> _What is being asked_: Copy word for word the part of the Lions–Vikings game recap below that starts at "Detroit won this" and ends at "a 28-yard gain.".

Detroit won this game in part because they took advantage of every opportunity they were given. The Lions' two first-half touchdowns came off big gifts from Minnesota just in time for the holiday season. Detroit's opening touchdown drive saw a 25-yard completion turn into a 39-yard play thanks to an unnecessary roughness penalty from Xavier Woods. That set up a touchdown to T.J. Hockenson two plays later. After a Kirk Cousins fumble gave Detroit the ball back near midfield just two minutes later, the Vikings secondary had a quick lapse in tackling, allowing Josh Reynolds to turn what should have been a 9-yard completion into a 28-yard gain.
The Lions kicked a field goal to make it 17-6, and then Minnesota received the ball with 1:33 left before halftime. The Vikings played with urgency, working the ball down the field to get some kind of score before heading into the locker room. After converting two first downs, the Vikings stalled out at Detroit's 42-yard-line. The plays on that set of downs? Incomplete pass, incomplete pass, incomplete pass, sack for turnover on downs. Minnesota ran four plays and burned 11 seconds off the clock, leaving Detroit enough time to kick one more field goal before halftime.

> _Given entries_:

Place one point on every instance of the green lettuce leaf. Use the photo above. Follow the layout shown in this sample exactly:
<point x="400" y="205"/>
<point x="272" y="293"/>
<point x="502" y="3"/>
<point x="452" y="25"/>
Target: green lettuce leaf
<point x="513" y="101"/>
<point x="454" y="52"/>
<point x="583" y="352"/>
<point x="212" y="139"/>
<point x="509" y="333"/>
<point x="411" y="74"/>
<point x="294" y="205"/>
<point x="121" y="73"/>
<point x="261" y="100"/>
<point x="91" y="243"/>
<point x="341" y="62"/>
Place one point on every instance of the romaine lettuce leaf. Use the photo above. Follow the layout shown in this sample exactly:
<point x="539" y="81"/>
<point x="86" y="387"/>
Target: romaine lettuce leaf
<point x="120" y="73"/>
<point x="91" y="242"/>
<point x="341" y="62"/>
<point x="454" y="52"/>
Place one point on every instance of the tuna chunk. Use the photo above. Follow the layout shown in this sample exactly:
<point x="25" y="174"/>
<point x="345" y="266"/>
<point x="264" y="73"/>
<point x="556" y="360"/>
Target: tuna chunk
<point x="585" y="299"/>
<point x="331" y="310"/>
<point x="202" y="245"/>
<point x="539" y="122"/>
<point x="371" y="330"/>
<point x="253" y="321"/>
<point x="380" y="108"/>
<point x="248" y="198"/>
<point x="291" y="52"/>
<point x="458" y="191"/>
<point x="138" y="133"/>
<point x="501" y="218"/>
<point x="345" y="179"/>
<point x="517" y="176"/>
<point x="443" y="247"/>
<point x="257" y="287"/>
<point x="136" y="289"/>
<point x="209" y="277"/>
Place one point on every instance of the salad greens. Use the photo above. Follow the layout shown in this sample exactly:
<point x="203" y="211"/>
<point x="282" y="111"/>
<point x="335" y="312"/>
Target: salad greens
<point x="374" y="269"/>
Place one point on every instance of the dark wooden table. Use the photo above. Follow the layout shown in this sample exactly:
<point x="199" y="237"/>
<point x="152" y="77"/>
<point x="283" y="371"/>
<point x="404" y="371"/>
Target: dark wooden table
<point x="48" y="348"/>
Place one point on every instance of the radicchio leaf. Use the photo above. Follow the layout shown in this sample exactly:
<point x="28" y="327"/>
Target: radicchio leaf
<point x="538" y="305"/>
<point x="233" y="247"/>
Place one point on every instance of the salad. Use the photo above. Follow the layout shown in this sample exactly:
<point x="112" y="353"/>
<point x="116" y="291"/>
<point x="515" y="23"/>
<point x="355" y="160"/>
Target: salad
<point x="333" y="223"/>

* * *

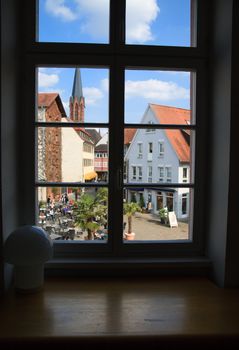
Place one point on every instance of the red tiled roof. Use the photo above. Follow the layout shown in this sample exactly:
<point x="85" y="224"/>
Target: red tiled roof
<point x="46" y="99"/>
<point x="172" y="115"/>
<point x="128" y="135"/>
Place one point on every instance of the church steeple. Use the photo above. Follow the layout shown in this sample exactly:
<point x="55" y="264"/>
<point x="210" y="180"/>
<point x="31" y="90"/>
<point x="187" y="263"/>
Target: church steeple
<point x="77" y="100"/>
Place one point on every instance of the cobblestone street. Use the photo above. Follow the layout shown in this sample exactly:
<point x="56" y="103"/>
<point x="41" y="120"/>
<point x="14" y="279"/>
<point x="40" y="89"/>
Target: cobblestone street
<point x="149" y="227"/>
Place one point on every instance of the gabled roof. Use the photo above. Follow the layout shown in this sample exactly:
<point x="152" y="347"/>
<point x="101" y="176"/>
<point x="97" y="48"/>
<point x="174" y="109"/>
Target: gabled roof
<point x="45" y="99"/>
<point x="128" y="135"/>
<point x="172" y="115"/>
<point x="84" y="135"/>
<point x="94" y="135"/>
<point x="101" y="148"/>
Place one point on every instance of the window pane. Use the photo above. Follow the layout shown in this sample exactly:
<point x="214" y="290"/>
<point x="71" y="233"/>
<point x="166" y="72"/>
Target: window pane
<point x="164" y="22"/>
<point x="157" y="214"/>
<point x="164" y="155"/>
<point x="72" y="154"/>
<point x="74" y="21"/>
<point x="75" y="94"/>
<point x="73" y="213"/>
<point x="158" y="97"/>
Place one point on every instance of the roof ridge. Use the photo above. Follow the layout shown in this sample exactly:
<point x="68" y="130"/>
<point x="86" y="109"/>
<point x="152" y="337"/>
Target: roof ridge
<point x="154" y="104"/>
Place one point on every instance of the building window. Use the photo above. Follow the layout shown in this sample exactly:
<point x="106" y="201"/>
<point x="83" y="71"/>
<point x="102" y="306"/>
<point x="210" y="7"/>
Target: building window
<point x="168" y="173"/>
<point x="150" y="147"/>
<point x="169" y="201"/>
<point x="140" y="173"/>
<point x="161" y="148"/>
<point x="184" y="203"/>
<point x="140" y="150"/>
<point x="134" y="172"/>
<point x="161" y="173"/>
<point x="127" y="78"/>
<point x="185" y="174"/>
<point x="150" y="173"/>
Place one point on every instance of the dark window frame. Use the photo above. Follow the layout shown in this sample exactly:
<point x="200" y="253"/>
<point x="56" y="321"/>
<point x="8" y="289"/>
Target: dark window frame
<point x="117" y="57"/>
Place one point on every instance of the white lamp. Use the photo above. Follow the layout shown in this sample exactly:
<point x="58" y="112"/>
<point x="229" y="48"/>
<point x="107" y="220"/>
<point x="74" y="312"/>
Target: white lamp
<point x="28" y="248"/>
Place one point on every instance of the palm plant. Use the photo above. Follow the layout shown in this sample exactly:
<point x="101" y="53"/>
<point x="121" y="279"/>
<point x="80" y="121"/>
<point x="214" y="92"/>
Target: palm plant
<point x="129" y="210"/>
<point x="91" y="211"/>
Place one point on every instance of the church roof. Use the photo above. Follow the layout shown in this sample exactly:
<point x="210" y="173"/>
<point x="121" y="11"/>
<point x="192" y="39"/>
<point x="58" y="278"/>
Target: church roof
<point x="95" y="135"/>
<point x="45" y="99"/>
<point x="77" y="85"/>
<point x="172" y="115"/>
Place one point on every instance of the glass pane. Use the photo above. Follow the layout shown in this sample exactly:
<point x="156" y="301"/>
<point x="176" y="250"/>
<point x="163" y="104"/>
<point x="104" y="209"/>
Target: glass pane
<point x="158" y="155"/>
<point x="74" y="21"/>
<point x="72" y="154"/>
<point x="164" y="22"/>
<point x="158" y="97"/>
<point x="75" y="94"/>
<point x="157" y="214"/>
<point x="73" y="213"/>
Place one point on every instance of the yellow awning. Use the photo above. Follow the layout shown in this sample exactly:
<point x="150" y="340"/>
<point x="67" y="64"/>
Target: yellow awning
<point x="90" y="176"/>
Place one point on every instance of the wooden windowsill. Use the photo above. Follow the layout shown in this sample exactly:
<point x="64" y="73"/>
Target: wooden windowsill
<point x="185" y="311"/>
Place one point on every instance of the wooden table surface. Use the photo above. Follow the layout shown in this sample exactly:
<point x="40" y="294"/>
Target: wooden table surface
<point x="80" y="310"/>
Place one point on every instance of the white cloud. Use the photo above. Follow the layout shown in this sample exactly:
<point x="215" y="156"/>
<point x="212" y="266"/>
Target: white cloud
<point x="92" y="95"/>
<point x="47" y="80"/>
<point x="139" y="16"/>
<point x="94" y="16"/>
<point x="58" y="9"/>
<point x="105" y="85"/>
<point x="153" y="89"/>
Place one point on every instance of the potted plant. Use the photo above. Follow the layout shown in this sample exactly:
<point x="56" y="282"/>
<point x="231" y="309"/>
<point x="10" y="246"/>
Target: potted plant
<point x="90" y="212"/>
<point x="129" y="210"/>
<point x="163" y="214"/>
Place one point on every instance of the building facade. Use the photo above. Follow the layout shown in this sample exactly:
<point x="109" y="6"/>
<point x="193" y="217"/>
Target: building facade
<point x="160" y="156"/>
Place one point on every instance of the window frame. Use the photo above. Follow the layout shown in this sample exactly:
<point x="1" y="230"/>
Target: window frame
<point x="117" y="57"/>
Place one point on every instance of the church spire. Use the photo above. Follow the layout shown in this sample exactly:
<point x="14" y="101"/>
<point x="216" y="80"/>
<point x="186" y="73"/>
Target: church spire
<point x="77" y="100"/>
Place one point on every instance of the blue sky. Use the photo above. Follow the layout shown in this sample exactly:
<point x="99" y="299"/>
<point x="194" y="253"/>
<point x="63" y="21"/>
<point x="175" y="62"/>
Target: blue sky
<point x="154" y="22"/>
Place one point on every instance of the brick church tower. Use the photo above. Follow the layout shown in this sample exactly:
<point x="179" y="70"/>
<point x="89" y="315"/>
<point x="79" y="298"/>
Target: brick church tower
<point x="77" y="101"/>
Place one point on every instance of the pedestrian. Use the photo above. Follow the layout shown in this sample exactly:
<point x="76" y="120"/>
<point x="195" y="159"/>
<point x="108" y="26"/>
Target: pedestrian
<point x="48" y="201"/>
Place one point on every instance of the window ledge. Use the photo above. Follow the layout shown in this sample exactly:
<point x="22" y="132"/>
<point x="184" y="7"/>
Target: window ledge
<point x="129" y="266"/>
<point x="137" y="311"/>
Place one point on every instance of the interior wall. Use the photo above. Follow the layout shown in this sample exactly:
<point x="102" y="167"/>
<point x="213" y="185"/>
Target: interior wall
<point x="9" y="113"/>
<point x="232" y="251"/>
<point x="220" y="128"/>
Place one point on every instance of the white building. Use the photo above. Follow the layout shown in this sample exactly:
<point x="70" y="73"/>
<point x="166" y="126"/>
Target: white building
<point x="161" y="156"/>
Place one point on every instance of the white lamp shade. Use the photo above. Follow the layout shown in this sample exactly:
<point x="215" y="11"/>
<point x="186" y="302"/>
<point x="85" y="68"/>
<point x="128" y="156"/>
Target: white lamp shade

--

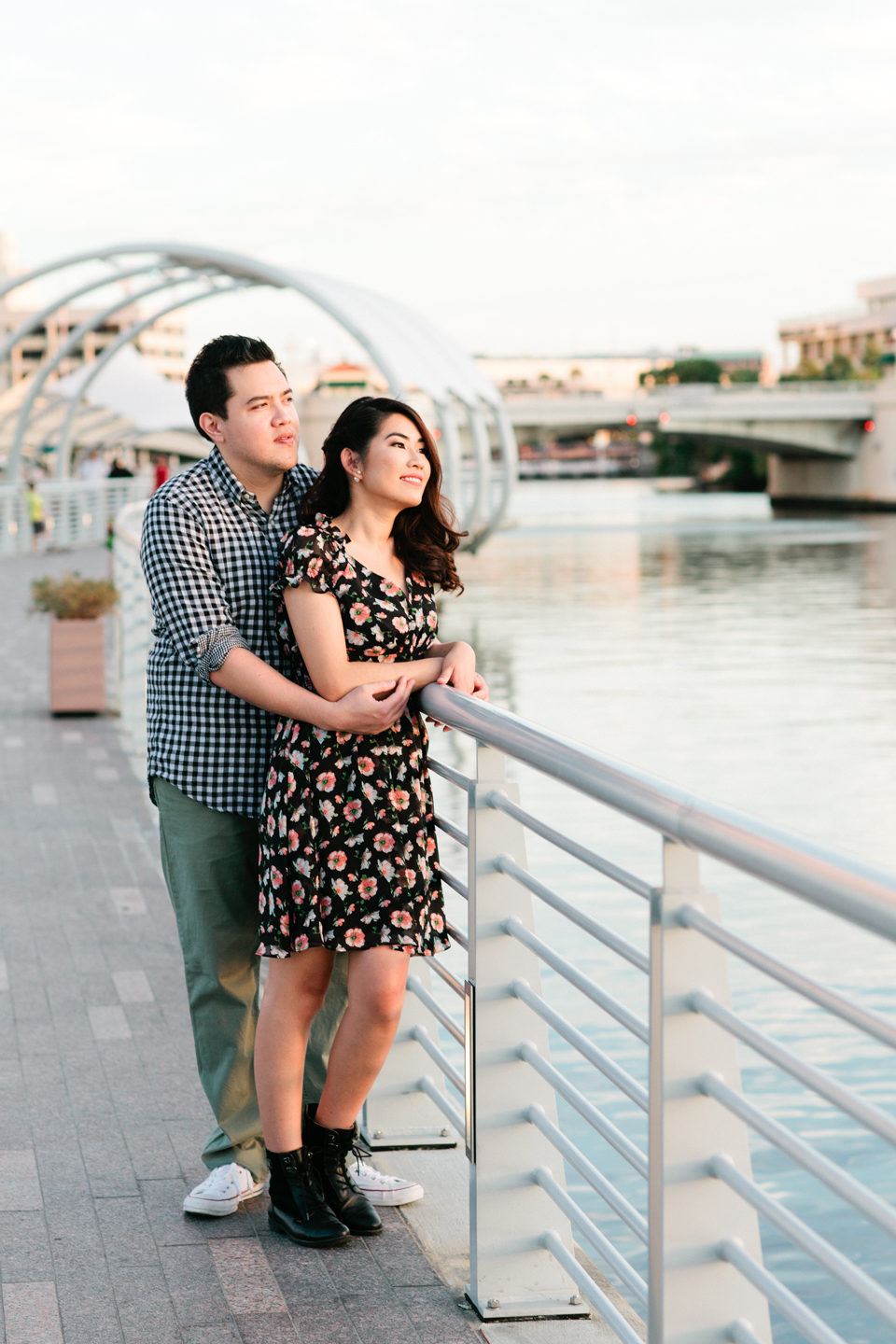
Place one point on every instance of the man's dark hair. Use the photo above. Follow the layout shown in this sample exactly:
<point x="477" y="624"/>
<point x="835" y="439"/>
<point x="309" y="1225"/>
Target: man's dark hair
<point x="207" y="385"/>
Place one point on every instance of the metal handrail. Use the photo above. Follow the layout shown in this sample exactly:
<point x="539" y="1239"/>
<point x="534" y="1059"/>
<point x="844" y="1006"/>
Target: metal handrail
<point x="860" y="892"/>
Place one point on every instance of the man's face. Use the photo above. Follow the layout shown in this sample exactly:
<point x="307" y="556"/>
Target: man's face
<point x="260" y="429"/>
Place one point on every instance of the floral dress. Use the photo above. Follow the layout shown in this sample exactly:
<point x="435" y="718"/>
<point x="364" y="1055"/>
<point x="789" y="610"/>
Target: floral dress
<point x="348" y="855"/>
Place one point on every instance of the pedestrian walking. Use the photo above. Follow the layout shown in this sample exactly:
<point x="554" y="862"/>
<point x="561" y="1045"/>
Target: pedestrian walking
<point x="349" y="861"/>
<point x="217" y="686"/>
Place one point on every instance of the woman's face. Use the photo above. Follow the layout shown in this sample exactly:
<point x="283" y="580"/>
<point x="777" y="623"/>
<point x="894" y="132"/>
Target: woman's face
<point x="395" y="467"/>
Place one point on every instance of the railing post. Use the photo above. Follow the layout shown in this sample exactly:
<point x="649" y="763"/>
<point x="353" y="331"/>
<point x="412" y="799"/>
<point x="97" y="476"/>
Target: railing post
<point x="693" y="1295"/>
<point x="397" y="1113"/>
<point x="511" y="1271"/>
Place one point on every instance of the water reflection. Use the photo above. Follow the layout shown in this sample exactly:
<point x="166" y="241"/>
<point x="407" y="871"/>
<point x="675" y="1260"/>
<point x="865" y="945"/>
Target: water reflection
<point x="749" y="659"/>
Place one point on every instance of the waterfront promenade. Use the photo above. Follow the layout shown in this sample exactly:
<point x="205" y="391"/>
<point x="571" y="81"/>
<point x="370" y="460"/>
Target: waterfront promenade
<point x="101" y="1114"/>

> _Solution_:
Detroit won this game in part because they took advantage of every opportunity they were given. The Lions' two first-half touchdowns came off big gifts from Minnesota just in time for the holiday season. Detroit's opening touchdown drive saw a 25-yard completion turn into a 39-yard play thanks to an unnecessary roughness penalty from Xavier Woods. That set up a touchdown to T.J. Hockenson two plays later. After a Kirk Cousins fumble gave Detroit the ball back near midfield just two minutes later, the Vikings secondary had a quick lapse in tackling, allowing Josh Reynolds to turn what should have been a 9-yard completion into a 28-yard gain.